## WRITTEN TASK
Update the listing below by changing every "parted by" to "separated by" and keeping everything else the same.

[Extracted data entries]

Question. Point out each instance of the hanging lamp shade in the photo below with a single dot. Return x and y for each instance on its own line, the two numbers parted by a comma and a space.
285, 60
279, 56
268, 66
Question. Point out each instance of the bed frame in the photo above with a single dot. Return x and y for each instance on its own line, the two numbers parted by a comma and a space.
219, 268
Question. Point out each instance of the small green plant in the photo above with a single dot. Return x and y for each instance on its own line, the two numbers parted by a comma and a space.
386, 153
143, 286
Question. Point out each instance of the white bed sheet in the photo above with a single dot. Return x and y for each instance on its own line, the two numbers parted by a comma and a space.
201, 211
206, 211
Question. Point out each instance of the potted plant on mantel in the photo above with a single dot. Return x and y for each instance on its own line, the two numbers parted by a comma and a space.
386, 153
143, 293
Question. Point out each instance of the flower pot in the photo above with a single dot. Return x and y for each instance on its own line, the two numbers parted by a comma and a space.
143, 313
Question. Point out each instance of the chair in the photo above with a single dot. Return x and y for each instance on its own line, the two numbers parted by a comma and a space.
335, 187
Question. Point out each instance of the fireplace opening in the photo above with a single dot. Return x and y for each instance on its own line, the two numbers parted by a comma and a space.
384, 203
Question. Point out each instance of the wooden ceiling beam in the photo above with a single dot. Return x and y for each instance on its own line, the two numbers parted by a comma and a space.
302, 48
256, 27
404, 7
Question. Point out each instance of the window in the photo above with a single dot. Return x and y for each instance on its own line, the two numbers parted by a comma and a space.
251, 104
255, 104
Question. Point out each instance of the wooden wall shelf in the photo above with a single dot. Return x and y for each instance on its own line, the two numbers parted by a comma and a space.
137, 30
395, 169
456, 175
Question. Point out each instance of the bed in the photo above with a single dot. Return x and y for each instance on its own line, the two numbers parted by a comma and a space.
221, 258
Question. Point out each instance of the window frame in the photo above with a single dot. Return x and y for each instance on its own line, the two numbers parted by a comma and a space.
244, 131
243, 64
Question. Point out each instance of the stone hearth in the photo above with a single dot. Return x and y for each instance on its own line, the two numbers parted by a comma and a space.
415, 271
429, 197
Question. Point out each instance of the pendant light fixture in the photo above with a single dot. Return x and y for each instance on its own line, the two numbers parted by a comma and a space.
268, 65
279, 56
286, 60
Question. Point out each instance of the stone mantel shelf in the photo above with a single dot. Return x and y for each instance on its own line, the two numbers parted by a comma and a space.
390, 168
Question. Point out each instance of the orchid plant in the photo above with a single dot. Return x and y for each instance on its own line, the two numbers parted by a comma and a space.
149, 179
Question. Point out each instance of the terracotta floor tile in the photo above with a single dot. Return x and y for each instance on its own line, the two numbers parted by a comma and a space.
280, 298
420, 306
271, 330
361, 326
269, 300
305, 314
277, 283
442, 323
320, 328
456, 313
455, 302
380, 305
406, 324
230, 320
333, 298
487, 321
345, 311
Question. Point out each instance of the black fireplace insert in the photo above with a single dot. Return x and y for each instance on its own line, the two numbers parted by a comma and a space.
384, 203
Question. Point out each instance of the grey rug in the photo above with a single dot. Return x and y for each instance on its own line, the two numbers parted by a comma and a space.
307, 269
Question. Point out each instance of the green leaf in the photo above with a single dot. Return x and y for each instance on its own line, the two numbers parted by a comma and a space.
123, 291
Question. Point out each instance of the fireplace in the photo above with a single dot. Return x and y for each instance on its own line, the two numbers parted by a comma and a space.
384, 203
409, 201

## PROBLEM SOLUTION
Question. Point out each instance of the hanging lamp shade in the photo below with a single dot. Return x and y for each instance on its own line, the two numbers separated by a comma and a space.
285, 60
279, 56
268, 66
Question. Point out each instance of the bed frame in the photo above with a single dot. Return x and y for each instance on its own line, the two numbers separated by a comma and a space.
219, 268
Question. Point out each instance of the small green plant in the photo above with a single dot. Return x and y for each instance on its own line, the two numbers separated by a comma and a space.
386, 153
143, 286
Question. Point out each instance of the white bed sheet in the photo above with a single dot. Return x and y for each instance on its own line, the two numbers separated by a comma and a space.
201, 211
206, 211
Question. Point out each instance of the potted plant on mantel in the photo above with a single dot. Return x and y for each instance on its own line, the two numbers separated by a comma and a space.
386, 153
143, 293
Question. Point out each instance of the flower pot in the photo above with a single dot. Return x and y for each instance on its own line, the two numbers separated by a comma and a space.
143, 313
Question. Point out each instance of the chair in the photo above with a single dot. Return x and y for each instance on its own line, the two numbers separated by a comma and a space.
335, 187
Question. Point out each instance of the fireplace opening in the photo above with a single dot. Return x and y for each instance on its own line, the two numbers separated by a comma and a space.
384, 203
Question. Point out each instance of the wooden ceiling beam in the photo above with a single dot. Return x and y for each instance on its own line, the two numbers separated by a comma and a space.
302, 48
256, 27
404, 7
Question. Point out each instance of the window in the photo above with a single dot. Return x and y for each instance on its own line, the two numbers separated by a comma and a space.
251, 104
255, 104
Question. Point out each instance of the wooden wall shelf in the photo above with a single dot. Return x and y for each instance on its own line, the two numbers separated by a comma and a space.
137, 30
395, 169
456, 175
Question. Point out each instance of the bed in the photo above with a single dot. Return x and y for each instance on its own line, the two numbers separated by a comma and a space.
221, 258
Question. Point out each instance of the window frame in the photo above with a single dot. Return x and y for each instance on its own line, the two numbers separated by a comma and a space.
244, 131
243, 64
Question. Point out each instance of the stone hearth in the photo above with a single dot. Return x and y for each instance on its own line, the two numbers separated by a comma and a space.
415, 271
429, 197
Question. Point out each instance of the pendant light fixture in the photo above with a single dot. Return x and y for each instance on its own line, the two numbers separated by a comma and a space.
268, 65
279, 56
286, 60
Question. Point out each instance of the stone mantel shelf in the photo above with a single dot. Return x and y for each instance on its own line, the two numbers separated by a comma and a space.
390, 168
Question. Point out each instance of the orchid plant in the photo above with a single dot. Return x and y for each instance on its own line, the two numbers separated by a comma and a space.
149, 179
Question. Point out each instance of the terracotta floor tile in the photo above with a single dot. Return x and y for each instance on its own line, the two numbers separated by a comma and a space.
280, 298
420, 306
271, 330
361, 326
269, 300
305, 314
277, 283
442, 323
320, 328
456, 313
455, 302
380, 305
406, 324
230, 320
333, 298
487, 321
345, 311
Question. Point out each instance of the black fireplace insert in the photo above with a single dot. Return x and y for each instance on its own line, the two numbers separated by a comma and a space.
384, 203
Question. Point out each instance of the grey rug in the photo above with a single dot. Return x and y for each instance on its own line, the two numbers separated by a comma and a space.
307, 269
Question. Point out each instance of the green leaf in the photo above with a single dot. Return x and y for each instance on its own line, the two numbers separated by a comma and a space.
123, 291
Question. Point out each instance of the fireplace in the photo above with a single dot. Return x and y for each instance on its own line, the two numbers separated by a comma and a space.
384, 203
409, 201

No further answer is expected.